**Point labeling items**.
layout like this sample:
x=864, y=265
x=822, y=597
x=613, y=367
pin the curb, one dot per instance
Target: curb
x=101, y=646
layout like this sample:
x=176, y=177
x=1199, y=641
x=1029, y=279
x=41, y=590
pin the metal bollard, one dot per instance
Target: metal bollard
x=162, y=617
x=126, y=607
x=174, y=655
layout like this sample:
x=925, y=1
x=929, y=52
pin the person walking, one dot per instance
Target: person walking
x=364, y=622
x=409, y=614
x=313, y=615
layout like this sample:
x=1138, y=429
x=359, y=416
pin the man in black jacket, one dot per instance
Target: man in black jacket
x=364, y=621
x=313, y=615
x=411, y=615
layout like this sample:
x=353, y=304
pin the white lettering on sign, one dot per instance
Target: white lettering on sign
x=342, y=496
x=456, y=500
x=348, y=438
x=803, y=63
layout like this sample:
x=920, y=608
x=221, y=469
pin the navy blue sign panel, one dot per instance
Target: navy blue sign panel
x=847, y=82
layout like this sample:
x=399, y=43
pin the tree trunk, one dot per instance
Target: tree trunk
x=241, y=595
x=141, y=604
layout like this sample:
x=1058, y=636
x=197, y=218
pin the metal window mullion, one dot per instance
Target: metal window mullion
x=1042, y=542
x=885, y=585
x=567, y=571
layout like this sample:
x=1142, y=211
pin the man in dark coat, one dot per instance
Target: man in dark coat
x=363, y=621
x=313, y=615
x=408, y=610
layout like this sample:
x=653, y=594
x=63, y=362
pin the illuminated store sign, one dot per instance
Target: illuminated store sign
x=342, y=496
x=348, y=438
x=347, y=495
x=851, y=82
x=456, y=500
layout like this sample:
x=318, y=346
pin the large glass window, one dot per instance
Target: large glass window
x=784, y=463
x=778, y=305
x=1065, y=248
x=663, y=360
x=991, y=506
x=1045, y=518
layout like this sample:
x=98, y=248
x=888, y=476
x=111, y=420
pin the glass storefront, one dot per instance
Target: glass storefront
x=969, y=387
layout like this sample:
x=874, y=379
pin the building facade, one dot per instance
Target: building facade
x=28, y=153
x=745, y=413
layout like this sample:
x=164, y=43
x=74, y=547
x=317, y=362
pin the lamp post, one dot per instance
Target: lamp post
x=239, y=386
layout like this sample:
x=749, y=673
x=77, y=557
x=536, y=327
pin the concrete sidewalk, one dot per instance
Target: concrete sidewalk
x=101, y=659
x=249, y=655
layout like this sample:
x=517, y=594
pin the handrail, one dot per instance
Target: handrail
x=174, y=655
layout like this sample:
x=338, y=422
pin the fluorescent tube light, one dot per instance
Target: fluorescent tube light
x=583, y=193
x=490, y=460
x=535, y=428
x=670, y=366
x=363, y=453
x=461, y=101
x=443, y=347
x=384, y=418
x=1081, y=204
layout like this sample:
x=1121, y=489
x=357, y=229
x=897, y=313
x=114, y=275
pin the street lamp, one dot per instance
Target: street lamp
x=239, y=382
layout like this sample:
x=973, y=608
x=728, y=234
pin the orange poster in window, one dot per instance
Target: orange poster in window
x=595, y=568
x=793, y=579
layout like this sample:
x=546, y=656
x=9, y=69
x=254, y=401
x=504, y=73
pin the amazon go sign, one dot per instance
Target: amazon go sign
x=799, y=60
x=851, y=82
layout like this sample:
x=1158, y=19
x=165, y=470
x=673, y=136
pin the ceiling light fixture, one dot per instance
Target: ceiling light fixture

**Set task**. Print every item above again, word for word and with nothing changed.

**Answer for this exercise**.
layout like this sample:
x=864, y=265
x=822, y=597
x=613, y=367
pin the curb, one dot per instance
Target: curb
x=101, y=646
layout like this sample:
x=176, y=177
x=1199, y=641
x=1029, y=279
x=41, y=590
pin the metal bollard, one dot per instance
Target: metal bollard
x=162, y=617
x=126, y=607
x=174, y=655
layout like this sample:
x=925, y=1
x=929, y=52
pin the person walking, one dot per instance
Target: person walking
x=364, y=622
x=409, y=614
x=313, y=615
layout like this sample:
x=1138, y=429
x=359, y=416
pin the man in black jacket, one dot per instance
Target: man in black jacket
x=364, y=621
x=313, y=615
x=411, y=615
layout like this sample:
x=353, y=304
pin the white lettering on sign, one dot per instance
Target: white lettering on sign
x=342, y=496
x=456, y=500
x=348, y=438
x=803, y=63
layout like this sample:
x=920, y=608
x=221, y=469
pin the navy blue sign panel, one dot per instance
Target: navy blue sign panel
x=847, y=82
layout like this sample:
x=399, y=43
pin the tree trunk, one dot per instance
Target: tree trunk
x=241, y=595
x=141, y=604
layout like this sample:
x=1058, y=636
x=197, y=218
pin the metal window mullion, one dot per instance
Target: metal window mullion
x=1042, y=542
x=885, y=585
x=567, y=571
layout like this sample:
x=1142, y=211
pin the man in dark coat, one dot per instance
Target: man in dark coat
x=363, y=621
x=313, y=615
x=408, y=610
layout like this sample:
x=653, y=594
x=63, y=362
pin the illuminated store sign, one dot per instance
Target: illuminated store sign
x=342, y=496
x=348, y=438
x=347, y=495
x=851, y=82
x=456, y=500
layout like this sample:
x=318, y=346
pin the large glass window, one dot per instance
Target: large glass window
x=784, y=463
x=778, y=305
x=1065, y=248
x=663, y=360
x=991, y=506
x=1045, y=518
layout like this sample:
x=98, y=248
x=888, y=476
x=111, y=420
pin the glass storefront, one dot per instance
Target: glass storefront
x=969, y=387
layout like this sample:
x=874, y=379
pin the building facade, one dot per instance
Target: building facade
x=28, y=153
x=745, y=413
layout like this sample:
x=164, y=43
x=74, y=547
x=317, y=362
pin the lamp post, one dot per instance
Target: lamp post
x=239, y=386
layout like this sample:
x=749, y=673
x=77, y=557
x=536, y=327
pin the concrete sidewalk, one dot per instance
Target: concrete sidewalk
x=101, y=659
x=249, y=655
layout like this sample:
x=517, y=594
pin the handrail, one dot per instance
Target: handrail
x=174, y=655
layout like this sample:
x=338, y=422
pin the fluorescent tube light, one dot per instance
Target: fluorescent tube light
x=583, y=193
x=490, y=460
x=535, y=428
x=670, y=366
x=363, y=453
x=461, y=101
x=443, y=347
x=384, y=418
x=1081, y=204
layout like this sample:
x=1121, y=489
x=357, y=229
x=897, y=313
x=114, y=275
pin the street lamp, one dot per instance
Target: street lamp
x=239, y=382
layout like this sample:
x=973, y=608
x=728, y=234
pin the orange poster in window, one dot per instance
Target: orange poster in window
x=595, y=568
x=793, y=579
layout like this sample:
x=546, y=656
x=9, y=69
x=254, y=401
x=504, y=73
pin the amazon go sign, one dot per instance
Target: amazon go sign
x=799, y=60
x=851, y=82
layout like this sample:
x=1158, y=19
x=165, y=470
x=673, y=136
pin the ceiling light fixture, one dot per instance
Target: ceiling light fixture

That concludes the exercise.